* _WHAT NEEDS TO BE DONE_
Find the line containing "pin: the oar blade". Return it and every line after it, unchanged, up to and including the last line.

* _INFORMATION GIVEN_
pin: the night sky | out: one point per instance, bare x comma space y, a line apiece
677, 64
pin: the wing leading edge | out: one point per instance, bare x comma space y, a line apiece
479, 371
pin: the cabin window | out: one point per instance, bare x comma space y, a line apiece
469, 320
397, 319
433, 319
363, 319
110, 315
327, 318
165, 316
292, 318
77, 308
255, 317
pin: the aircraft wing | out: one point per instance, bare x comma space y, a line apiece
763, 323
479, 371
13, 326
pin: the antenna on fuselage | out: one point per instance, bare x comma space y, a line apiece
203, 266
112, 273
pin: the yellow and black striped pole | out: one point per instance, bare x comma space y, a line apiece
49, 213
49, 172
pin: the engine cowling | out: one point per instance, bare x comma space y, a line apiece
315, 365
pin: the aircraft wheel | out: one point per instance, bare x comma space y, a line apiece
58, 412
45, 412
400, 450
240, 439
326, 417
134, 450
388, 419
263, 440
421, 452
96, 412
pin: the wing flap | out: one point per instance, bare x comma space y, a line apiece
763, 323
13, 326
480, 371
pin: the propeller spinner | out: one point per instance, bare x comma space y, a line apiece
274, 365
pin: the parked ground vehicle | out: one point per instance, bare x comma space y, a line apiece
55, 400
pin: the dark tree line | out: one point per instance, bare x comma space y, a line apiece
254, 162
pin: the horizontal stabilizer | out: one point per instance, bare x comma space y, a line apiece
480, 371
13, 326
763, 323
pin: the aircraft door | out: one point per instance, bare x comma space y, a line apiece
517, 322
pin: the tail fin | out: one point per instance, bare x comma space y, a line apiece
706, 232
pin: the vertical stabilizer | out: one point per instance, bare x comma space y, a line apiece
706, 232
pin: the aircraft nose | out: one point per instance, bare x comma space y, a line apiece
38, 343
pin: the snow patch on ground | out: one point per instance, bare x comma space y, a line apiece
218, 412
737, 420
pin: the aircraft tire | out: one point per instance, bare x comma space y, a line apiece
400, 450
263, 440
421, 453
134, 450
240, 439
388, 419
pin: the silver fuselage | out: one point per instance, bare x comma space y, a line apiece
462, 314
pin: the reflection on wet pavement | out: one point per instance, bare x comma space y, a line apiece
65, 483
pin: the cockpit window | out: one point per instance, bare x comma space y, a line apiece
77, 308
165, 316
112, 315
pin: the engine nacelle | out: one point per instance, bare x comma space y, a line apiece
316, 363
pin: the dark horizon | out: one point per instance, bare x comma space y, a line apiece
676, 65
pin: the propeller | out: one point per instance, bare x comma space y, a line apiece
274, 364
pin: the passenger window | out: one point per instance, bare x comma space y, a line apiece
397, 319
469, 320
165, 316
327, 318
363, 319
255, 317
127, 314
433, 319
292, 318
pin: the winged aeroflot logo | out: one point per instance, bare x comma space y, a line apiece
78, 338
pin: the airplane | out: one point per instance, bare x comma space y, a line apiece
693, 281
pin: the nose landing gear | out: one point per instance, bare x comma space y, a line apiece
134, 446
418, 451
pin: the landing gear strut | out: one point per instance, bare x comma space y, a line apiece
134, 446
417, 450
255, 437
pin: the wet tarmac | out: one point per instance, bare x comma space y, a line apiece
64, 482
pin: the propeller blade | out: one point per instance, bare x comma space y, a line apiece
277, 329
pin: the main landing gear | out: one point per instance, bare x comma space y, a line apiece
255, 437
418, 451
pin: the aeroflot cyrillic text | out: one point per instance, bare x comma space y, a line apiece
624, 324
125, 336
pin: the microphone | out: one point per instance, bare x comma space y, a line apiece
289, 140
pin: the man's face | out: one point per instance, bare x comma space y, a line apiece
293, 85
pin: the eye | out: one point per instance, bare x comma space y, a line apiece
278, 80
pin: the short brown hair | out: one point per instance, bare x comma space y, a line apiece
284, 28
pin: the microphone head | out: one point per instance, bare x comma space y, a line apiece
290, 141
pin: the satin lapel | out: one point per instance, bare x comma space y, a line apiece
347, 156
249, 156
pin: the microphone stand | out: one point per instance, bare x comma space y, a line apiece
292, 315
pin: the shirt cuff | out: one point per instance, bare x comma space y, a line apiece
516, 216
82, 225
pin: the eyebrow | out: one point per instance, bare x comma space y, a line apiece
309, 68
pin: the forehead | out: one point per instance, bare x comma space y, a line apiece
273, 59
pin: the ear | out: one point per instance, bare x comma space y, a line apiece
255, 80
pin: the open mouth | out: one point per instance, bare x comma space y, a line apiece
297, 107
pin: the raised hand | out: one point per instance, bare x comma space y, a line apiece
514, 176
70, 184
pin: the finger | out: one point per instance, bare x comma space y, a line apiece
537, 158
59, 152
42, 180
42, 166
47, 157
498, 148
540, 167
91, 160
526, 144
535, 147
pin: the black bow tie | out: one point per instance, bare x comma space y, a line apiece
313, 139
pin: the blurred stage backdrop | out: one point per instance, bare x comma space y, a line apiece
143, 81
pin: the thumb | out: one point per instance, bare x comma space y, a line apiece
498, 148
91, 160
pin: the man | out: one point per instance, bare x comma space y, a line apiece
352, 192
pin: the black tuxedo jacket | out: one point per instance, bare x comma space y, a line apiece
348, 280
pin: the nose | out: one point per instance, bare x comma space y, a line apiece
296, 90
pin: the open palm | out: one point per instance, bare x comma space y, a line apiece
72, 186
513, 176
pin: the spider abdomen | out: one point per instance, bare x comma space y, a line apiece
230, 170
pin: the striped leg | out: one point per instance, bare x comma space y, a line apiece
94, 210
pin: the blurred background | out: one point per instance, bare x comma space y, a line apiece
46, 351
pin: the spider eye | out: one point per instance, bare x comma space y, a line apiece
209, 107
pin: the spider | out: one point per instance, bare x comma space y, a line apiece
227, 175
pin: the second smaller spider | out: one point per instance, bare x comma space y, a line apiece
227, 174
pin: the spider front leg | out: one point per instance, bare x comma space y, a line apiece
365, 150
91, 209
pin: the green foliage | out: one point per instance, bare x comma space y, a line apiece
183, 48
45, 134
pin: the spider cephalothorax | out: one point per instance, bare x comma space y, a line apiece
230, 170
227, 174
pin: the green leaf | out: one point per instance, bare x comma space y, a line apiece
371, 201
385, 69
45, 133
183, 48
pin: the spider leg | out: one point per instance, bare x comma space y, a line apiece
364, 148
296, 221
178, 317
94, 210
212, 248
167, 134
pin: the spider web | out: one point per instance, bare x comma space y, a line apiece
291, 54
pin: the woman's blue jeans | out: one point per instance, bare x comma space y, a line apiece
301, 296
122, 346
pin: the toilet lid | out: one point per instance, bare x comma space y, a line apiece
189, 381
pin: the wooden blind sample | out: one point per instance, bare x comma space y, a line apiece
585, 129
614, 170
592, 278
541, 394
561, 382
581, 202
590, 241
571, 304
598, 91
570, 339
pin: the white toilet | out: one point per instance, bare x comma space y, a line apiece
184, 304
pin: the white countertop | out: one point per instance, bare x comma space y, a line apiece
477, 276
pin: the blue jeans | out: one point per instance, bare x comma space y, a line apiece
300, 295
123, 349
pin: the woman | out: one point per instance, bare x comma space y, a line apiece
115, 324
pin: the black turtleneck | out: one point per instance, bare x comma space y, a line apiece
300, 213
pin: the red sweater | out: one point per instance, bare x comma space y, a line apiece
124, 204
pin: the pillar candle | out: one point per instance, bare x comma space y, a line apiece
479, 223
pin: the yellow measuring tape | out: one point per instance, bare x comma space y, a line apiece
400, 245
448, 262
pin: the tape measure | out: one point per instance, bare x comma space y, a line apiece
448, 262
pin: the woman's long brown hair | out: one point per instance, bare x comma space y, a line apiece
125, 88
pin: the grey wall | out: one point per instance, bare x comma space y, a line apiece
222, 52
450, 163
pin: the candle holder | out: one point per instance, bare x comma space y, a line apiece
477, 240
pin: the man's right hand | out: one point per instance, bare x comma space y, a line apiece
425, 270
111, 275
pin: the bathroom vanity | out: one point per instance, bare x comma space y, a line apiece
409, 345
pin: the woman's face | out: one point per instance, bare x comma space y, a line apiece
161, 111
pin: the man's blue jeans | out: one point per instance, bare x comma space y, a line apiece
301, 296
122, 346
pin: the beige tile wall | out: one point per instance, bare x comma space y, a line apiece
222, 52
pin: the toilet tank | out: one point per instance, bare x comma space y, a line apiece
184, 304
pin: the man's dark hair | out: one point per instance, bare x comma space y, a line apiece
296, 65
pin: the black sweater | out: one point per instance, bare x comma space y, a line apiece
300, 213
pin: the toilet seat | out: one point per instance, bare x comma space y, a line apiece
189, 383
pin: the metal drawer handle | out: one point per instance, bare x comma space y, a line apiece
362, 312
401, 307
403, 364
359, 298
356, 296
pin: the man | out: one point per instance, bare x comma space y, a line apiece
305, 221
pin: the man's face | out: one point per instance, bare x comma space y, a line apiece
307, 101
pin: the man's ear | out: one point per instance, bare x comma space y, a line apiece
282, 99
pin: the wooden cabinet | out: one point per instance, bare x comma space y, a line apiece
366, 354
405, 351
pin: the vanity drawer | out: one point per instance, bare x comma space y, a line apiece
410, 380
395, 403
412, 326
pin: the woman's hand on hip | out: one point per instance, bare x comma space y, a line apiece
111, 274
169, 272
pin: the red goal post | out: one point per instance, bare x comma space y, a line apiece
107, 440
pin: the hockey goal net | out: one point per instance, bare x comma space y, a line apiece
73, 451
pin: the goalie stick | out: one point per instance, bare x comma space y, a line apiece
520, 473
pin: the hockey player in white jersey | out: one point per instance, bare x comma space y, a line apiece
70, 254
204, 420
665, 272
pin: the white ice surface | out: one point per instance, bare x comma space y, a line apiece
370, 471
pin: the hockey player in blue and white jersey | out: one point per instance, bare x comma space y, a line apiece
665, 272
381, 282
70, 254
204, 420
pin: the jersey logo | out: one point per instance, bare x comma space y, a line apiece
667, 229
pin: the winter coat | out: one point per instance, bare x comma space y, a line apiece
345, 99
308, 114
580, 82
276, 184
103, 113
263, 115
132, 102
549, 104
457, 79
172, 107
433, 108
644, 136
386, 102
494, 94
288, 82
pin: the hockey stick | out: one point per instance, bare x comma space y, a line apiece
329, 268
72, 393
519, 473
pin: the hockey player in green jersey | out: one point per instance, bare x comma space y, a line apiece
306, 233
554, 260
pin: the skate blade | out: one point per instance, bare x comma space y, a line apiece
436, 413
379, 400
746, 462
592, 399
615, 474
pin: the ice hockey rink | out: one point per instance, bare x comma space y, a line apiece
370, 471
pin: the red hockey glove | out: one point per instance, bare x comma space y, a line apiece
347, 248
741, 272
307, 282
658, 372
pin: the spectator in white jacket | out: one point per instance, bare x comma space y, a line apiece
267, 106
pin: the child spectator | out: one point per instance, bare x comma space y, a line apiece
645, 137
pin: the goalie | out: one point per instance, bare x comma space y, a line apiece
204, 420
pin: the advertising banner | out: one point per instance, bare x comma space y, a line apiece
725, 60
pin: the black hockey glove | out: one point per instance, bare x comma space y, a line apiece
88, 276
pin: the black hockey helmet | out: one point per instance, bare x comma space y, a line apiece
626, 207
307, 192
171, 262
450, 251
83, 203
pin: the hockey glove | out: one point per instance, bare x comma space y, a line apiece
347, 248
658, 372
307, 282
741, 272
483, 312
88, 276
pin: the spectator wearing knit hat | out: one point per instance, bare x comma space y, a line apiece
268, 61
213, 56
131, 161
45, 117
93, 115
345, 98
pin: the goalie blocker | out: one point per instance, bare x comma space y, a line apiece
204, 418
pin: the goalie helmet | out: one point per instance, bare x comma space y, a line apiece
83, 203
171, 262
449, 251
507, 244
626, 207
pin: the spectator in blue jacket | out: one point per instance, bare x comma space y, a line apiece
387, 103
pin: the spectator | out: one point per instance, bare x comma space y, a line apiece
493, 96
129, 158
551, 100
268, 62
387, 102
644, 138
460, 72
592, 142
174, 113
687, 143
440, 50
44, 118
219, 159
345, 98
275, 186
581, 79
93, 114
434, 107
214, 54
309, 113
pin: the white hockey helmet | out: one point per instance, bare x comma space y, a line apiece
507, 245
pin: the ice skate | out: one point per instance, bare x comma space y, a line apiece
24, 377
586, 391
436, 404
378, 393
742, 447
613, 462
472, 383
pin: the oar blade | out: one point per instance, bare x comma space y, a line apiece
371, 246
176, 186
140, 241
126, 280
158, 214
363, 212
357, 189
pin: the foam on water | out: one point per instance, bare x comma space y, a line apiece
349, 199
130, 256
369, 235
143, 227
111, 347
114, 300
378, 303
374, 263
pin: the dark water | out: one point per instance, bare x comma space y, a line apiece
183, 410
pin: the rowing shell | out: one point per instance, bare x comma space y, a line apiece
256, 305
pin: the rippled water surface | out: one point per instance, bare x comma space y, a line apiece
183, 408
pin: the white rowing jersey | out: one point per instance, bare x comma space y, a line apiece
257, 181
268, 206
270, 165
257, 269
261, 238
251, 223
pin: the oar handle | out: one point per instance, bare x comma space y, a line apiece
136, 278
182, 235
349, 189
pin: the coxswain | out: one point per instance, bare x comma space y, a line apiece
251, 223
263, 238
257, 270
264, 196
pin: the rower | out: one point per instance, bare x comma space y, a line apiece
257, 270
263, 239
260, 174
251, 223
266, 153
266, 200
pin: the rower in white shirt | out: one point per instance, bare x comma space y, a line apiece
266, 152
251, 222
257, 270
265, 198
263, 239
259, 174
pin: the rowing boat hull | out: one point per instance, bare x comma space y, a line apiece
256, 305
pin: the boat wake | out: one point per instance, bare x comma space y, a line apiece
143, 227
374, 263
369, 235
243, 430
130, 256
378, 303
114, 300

* _TASK RESULT_
pin: the oar blade | out: one point per instance, bare x comma space y, a line apiece
371, 246
176, 186
140, 241
126, 280
158, 214
363, 212
357, 189
pin: the foam on water | out: one point per instance, bare x comma space y, a line apiece
349, 199
130, 256
369, 235
143, 227
111, 347
114, 300
378, 303
374, 263
pin: the dark water | out: one point per instance, bare x comma space y, a line apiece
183, 410
pin: the rowing shell | out: one point per instance, bare x comma space y, a line apiece
256, 305
pin: the rippled water surface | out: one point per instance, bare x comma space y, a line apiece
183, 408
pin: the white rowing jersey | out: one point per instance, bare x comma space y, a line apiece
257, 181
268, 206
270, 165
257, 269
261, 238
251, 223
pin: the oar handle | out: one point per instance, bare x comma space y, a line apiece
136, 278
182, 235
349, 189
pin: the coxswain | out: one point per instance, bare x comma space y, a line apiece
251, 223
263, 238
257, 270
264, 196
pin: the rower | out: one point per instance, bare x comma space y, a line apiece
257, 270
263, 239
260, 174
251, 223
266, 153
266, 200
pin: the rower in white shirt | out: one point per instance, bare x comma space y, a line apiece
266, 152
251, 222
257, 270
265, 198
263, 239
259, 174
pin: the rowing boat hull | out: one point per instance, bare x comma space y, a line apiece
256, 305
pin: the boat wake | out: one point per instance, bare x comma space y, a line apiece
143, 227
374, 263
369, 235
243, 430
130, 256
378, 303
114, 300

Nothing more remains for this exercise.